=== Begin Enclosure ===
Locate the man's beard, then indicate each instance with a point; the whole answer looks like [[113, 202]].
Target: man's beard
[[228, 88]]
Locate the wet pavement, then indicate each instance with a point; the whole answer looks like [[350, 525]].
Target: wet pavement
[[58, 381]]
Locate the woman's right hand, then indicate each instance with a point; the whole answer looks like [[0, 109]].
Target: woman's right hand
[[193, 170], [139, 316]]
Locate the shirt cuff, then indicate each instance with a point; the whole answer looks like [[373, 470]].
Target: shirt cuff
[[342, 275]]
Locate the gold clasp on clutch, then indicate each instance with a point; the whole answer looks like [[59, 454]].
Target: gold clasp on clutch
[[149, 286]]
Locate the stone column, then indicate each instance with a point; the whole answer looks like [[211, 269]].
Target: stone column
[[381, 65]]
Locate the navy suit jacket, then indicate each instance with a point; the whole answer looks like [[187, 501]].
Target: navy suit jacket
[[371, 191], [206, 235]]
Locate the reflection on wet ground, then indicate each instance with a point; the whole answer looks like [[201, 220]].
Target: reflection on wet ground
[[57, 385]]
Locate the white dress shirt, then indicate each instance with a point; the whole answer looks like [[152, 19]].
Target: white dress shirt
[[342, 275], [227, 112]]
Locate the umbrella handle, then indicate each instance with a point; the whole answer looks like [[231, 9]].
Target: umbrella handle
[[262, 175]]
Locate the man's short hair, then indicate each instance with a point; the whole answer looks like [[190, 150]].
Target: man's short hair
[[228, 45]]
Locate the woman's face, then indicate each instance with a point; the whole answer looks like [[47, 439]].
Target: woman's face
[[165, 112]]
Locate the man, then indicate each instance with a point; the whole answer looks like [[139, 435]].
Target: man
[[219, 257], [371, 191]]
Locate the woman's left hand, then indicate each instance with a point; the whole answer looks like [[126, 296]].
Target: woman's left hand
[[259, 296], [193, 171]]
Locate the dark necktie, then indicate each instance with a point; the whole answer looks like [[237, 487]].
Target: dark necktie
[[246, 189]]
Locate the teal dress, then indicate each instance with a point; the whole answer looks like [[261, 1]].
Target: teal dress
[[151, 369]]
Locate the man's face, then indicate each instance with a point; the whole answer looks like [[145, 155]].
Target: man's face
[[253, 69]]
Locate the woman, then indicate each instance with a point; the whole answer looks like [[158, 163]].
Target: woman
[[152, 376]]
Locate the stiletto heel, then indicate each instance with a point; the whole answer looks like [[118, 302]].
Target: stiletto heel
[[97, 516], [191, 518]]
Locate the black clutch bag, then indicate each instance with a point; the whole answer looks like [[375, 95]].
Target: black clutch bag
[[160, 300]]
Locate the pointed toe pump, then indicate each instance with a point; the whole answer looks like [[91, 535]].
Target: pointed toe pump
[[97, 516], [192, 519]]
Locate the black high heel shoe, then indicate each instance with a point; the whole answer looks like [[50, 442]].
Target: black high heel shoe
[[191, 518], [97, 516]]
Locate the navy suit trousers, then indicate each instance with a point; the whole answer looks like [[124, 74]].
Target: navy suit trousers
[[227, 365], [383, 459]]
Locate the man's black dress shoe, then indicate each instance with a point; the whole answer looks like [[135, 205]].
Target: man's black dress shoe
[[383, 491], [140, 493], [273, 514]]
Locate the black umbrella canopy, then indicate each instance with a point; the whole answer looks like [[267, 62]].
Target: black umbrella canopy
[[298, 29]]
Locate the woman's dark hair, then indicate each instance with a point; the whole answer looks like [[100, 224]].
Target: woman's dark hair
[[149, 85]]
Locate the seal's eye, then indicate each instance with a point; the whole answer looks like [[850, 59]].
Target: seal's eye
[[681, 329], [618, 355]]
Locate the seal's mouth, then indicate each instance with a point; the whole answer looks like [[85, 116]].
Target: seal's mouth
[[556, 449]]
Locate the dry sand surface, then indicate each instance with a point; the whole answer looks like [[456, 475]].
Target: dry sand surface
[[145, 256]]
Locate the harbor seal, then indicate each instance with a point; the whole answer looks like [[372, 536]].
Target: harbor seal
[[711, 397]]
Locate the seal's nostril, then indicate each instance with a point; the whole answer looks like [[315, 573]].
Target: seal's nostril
=== End Enclosure ===
== ASSIGNED TASK ==
Using only the entries above, output the line with "Target: white dress shirt", the line with "Locate the man's short", and all lines between them, exactly as they stand.

== RESPONSE ==
Target: white dress shirt
[[342, 275], [227, 112]]
Locate the umbrella handle, then indicate each instance with a point; the whole answer looks like [[231, 9]].
Target: umbrella handle
[[262, 175]]
Locate the man's short hair, then indicate each instance with a point; the whole answer looks like [[190, 150]].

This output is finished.